*Written instruction a:*
Reproduce the lines of the listing verbatim, starting with the line containing "Exercise. Pick out the white polo" and ending with the line containing "pixel 257 82", both of which are included.

As regular readers will recall, in issue #45 Dracula had tried to remove this painting of Jesus from the deconsecrated church in which he and his new flock of followers have set up shop — and had failed.  That had given us readers a strong hint that this particular visual representation of Christianity’s central figure was much more than a mere work of art — an impression pretty well clinched here by the revelation that the painted face of Christ is evidently capable of shedding real tears (not that anyone seems to notice).

At this point the story departs from Dracula and company to set up the other major plotline of this issue, which involves a murdered employee of an industrial company who returns from the dead to take gruesome revenge on his employers. Said bosses kill this poor schmuck when he threatens to expose their illegal pollution practices, then toss his body into a pipeline full of acid wastes which strips him of his facial features — yep, he’s the Faceless Fiend promised by the book’s cover.  It’s a good little “just deserts” horror yarn in the grand EC Comics tradition — Colan and Palmer’s depiction of the revenant’s gruesome progress as he “replaces” his stolen features one by one at the expense of his hapless victims (an eye here, an ear there, and so son) is quite effective — but it involves Dracula only incidentally, and its interpolation into a story chronicling what should be a major event in the overall Tomb of Dracula saga feels awkward, at least to this reader, throwing the whole issue weirdly off balance

After setting up the “Faceless Fiend” business, our storytellers check in with Blade and Hannibal King just long enough to let us know that the unfortunate vamp they used as an informant in the previous installment has been dispatched off-panel by means of Blade “splitting him ear-to-ear”, in King’s phrase.  Yeesh.  And then, it’s back to Drac:

Dracula flies away from the church, carrying his bride off to… some secluded place that’s left unspecified by text or art.  (Since there’s a coffin already on site, my guess is that it’s the deserted manse previously occupied by Dr. Sun, which Drac used briefly as home base following the latter’s defeat in ToD #42.)  They chat for a couple of panels, until the Count decides he needs solitude to contemplate the meaning of the love he’s unexpectedly found himself feeling for Domini.  So he flies away again, leaving her alone on her wedding night.  Some honeymoon, huh?

Drac is also feeling a bit peckish, which is how he finally gets involved with the Faceless Fiend; a woman he randomly selects to be his dinner is by sheer coincidence one of the Fiend’s murderers, and so the Lord of the Vampires gets caught in the middle of things when he finds he has competition for his prey.  But Dracula’s participation in the action is ultimately inconsequential; the Fiend completes his vengeance despite the vampire’s interference, slaying all his slayers and reconstructing his face (sort of)… only to find it’s all meaningless:

Anybody want to bet that poor, hungry Dracula doesn’t manage to grab a quick bite before winging his way back to Domini?  I didn’t think so.

*Material shown:*

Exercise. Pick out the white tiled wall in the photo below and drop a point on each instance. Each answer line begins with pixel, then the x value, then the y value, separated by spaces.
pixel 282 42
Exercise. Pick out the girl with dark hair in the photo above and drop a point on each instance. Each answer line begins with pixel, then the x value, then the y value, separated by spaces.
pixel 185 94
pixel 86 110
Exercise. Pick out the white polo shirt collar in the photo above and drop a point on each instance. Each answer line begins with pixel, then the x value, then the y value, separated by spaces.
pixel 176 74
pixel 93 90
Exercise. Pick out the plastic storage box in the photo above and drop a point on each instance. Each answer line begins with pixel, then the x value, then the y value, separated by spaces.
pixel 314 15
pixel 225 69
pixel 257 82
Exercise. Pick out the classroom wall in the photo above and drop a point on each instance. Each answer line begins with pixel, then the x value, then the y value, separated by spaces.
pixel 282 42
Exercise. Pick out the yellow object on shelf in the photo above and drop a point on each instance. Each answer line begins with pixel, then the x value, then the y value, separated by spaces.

*Written instruction b:*
Continue the review of the Tomb of Dracula comic from its final sentence.

*Task output a:*
Exercise. Pick out the white polo shirt collar in the photo above and drop a point on each instance. Each answer line begins with pixel, then the x value, then the y value, separated by spaces.
pixel 176 74
pixel 93 90
Exercise. Pick out the plastic storage box in the photo above and drop a point on each instance. Each answer line begins with pixel, then the x value, then the y value, separated by spaces.
pixel 314 15
pixel 225 69
pixel 257 82

*Task output b:*
Anyway, this brings us at last to the main topic of today’s post — i.e., Tomb of Dracula #47, which behind another moody cover by Colan and Palmer finds them and Wolfman continuing their ongoing tale:

“Perhaps,” Dracula replies.  “But it is hard for me to think in those terms, Domini.  I have existed so very long, been so many people in so many lands –”  He proceeds to reflect aloud upon his beginnings, when he was the mortal monarch Vlad the Impaler, prior to his being made a vampire: “A soldier I was… and once I sought to dominate this world by force.  Now I seek to dominate through thought.

“But in the end… I still seek domination.  That is all a warrior ever desires.”

Blade, King, and Saffron head for the apartment Blade has rented for them in Cambridge; once they get there, however, Blade tells his grumpy ally to make himself scarce for an hour or so: “Go rob a blood bank or something, huh?”  Say no more, nudge nudge, wink wink.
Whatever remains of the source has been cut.